→ Task: Convert the lines of the listing, from the line containing "Please identify the man's face" through the end of the listing, into a Markdown table with a "Row" column holding each row number and a "Line" column holding the line itself. Leave out any blank lines.

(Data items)
____
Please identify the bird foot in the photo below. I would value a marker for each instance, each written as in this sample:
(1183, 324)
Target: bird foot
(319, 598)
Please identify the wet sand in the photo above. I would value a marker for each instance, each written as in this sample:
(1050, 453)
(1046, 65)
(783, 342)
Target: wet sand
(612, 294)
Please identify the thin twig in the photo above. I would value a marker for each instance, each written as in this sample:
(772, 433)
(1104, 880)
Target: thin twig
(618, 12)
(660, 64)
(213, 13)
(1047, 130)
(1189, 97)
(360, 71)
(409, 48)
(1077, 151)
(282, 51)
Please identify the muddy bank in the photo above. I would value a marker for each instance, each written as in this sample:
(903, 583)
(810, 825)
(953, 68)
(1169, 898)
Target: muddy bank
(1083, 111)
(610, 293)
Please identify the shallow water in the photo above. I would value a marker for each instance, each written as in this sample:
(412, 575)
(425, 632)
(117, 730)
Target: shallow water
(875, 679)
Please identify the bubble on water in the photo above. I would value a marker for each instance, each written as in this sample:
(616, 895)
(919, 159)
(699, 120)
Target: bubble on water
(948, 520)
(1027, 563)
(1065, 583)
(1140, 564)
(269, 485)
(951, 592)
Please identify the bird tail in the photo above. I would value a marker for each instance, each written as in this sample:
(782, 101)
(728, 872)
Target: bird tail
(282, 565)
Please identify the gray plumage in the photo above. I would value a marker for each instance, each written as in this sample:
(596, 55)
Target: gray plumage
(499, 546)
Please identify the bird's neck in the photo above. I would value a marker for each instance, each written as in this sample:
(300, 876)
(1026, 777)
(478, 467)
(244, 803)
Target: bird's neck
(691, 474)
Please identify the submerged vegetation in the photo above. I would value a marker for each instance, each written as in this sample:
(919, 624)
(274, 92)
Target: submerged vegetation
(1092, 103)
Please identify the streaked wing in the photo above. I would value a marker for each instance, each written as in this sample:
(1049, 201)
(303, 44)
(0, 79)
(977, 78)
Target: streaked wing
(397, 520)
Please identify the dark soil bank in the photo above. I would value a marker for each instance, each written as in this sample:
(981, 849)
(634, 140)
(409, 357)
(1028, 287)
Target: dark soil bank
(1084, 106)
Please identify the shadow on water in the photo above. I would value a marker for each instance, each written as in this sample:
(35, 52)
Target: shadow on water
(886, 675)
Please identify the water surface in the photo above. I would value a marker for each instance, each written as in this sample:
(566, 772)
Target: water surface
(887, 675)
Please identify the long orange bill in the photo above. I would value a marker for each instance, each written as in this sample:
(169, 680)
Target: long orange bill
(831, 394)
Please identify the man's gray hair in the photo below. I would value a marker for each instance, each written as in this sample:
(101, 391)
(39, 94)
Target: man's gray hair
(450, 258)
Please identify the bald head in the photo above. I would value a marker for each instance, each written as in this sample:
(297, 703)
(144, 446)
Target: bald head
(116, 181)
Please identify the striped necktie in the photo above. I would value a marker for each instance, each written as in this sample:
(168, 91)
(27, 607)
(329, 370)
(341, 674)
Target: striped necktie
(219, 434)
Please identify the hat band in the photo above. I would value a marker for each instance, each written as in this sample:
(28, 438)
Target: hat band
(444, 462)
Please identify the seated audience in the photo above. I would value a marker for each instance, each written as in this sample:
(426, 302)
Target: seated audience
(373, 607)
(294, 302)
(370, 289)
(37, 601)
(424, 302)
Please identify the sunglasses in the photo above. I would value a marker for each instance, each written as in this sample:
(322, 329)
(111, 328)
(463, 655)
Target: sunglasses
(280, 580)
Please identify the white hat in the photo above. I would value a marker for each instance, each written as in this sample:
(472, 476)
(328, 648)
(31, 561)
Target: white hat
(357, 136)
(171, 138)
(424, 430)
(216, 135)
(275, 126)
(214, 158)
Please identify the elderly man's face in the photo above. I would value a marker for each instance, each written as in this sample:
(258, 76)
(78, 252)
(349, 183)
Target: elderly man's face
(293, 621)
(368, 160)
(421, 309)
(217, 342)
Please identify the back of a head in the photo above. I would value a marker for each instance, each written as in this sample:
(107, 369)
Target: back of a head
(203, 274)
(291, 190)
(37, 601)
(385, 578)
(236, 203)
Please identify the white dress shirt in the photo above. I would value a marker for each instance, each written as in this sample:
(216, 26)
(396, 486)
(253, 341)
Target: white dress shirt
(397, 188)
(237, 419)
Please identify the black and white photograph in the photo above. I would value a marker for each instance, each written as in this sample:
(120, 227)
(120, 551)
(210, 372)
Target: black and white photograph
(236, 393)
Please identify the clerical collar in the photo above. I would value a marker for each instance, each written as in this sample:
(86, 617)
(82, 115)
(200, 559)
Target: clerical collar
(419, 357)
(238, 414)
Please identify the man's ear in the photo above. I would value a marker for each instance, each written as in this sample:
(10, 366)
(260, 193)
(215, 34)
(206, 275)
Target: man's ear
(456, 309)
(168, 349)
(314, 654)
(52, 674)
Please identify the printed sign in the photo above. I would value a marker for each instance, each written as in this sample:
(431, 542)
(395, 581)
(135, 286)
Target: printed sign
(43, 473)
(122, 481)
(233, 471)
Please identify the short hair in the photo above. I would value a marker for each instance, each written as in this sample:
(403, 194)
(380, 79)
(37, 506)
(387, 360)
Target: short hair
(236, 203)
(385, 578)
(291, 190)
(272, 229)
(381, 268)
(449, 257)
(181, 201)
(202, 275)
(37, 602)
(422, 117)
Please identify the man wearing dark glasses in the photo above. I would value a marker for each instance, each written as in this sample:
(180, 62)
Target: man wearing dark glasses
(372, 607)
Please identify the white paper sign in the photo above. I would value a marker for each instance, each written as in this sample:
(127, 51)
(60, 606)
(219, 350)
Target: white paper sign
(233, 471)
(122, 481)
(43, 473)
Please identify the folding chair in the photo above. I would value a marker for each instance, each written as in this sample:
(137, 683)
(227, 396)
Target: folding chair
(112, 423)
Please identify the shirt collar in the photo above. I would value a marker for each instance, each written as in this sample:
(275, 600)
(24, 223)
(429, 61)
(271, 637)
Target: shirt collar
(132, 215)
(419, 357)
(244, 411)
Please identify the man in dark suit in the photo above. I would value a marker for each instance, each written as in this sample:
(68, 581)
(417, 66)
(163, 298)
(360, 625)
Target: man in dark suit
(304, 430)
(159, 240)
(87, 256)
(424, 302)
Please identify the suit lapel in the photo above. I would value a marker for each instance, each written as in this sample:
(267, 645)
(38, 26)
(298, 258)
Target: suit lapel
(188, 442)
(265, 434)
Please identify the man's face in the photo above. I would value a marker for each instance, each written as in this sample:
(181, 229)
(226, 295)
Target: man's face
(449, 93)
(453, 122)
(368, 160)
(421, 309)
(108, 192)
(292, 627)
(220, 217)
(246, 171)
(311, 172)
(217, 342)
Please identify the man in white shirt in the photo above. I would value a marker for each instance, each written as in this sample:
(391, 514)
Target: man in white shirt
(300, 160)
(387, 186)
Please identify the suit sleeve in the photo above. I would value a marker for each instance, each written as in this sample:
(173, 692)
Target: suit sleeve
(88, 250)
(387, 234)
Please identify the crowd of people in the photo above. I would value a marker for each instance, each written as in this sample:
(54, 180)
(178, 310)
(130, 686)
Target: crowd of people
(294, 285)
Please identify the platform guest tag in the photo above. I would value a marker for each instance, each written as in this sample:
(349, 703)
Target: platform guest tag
____
→ Solved exercise:
| Row | Line |
|---|---|
| 1 | Please identify the man's face in the photo above. I would value a marker for each instance, each written as in this sample: |
| 2 | (181, 229) |
| 3 | (226, 295) |
| 4 | Target: man's face |
| 5 | (449, 93) |
| 6 | (453, 122) |
| 7 | (368, 160) |
| 8 | (421, 309) |
| 9 | (108, 192) |
| 10 | (292, 627) |
| 11 | (220, 217) |
| 12 | (246, 171) |
| 13 | (311, 172) |
| 14 | (217, 342) |
| 15 | Please identify the man in white shirt in the photo above. I would value a marker for each instance, each written as in this sample: |
| 16 | (391, 514) |
| 17 | Target: man in white shirt |
| 18 | (300, 160) |
| 19 | (387, 186) |
| 20 | Please identify the suit sleeve in the photo above. I would value a marker for each instance, each written as in this sample: |
| 21 | (173, 692) |
| 22 | Target: suit sleeve |
| 23 | (88, 250) |
| 24 | (387, 234) |
| 25 | Please identify the crowd of people in the photo above. I would value a marker for each instance, each written as in this sample: |
| 26 | (54, 180) |
| 27 | (178, 310) |
| 28 | (130, 686) |
| 29 | Target: crowd of people |
| 30 | (294, 285) |
| 31 | Please identify the platform guest tag in the photo above. I would value a marker for each instance, each written as in this sample: |
| 32 | (349, 703) |
| 33 | Target: platform guest tag |